BEGIN Provided data
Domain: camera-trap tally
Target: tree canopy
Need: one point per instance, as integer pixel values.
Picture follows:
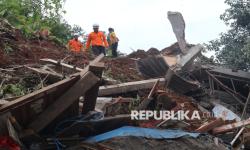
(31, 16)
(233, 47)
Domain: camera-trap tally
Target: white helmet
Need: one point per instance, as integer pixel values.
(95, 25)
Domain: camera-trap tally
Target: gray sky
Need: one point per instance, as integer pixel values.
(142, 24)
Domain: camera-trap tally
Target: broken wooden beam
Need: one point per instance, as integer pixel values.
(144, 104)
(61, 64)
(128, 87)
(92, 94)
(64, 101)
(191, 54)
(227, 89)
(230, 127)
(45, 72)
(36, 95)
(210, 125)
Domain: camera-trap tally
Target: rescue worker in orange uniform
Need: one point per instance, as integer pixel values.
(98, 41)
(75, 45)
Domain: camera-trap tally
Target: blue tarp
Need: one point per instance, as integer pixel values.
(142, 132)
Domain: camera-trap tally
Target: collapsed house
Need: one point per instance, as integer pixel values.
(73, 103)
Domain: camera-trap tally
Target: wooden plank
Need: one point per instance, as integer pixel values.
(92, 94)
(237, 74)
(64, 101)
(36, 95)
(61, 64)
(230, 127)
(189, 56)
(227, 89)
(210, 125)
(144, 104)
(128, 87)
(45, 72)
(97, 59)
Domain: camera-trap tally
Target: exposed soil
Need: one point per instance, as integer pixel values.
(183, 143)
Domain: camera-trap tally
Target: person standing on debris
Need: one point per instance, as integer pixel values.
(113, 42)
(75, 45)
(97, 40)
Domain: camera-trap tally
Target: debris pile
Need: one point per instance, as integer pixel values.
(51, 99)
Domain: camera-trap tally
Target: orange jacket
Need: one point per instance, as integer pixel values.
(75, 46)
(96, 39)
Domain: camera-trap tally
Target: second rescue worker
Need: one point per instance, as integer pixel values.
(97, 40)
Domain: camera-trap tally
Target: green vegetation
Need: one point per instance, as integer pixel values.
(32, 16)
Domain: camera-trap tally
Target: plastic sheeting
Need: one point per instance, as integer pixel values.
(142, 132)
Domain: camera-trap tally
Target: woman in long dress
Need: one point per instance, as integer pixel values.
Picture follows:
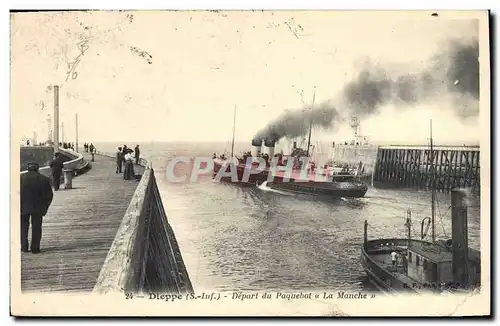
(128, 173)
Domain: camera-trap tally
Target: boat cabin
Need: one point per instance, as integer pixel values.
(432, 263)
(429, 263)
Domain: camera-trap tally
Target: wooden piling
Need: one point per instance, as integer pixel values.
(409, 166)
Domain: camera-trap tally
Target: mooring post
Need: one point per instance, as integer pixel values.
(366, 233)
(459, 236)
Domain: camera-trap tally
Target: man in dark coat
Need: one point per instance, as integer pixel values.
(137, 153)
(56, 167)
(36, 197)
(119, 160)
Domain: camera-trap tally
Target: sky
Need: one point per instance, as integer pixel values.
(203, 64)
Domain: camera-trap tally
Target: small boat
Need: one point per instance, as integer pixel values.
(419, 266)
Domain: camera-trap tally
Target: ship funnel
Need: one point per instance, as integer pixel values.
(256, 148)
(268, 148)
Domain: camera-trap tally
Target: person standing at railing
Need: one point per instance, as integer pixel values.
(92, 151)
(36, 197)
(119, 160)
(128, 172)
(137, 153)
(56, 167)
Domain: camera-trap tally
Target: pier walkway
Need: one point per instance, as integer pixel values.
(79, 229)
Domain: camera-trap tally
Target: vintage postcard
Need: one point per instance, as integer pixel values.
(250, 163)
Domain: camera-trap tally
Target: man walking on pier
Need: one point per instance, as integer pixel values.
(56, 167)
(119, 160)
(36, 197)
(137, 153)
END Provided data
BEGIN Provided data
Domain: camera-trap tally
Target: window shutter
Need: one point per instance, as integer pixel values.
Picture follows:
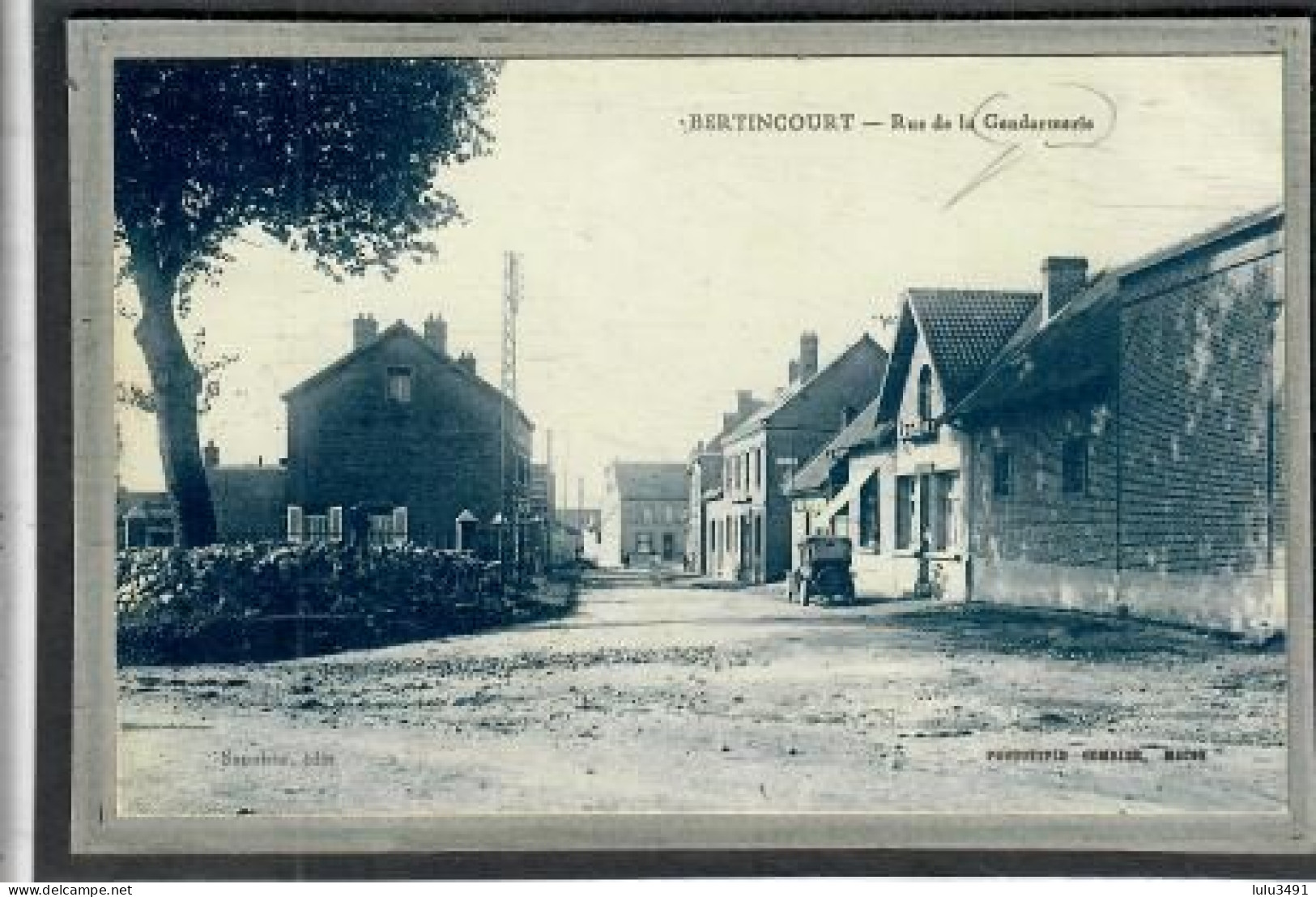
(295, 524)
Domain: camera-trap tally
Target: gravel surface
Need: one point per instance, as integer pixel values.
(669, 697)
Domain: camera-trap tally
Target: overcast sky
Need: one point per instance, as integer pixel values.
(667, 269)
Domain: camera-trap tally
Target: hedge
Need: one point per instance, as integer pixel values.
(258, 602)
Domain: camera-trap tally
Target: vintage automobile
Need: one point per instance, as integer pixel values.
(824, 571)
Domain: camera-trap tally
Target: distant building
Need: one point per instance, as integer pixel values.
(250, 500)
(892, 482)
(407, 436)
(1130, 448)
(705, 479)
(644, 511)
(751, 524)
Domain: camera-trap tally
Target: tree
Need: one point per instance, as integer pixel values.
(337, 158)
END Provided data
▸ Problem details
Every line of the material above that includes the string "orange" is required.

▸ Final answer
Target: rescue worker in orange uniform
Target: orange jacket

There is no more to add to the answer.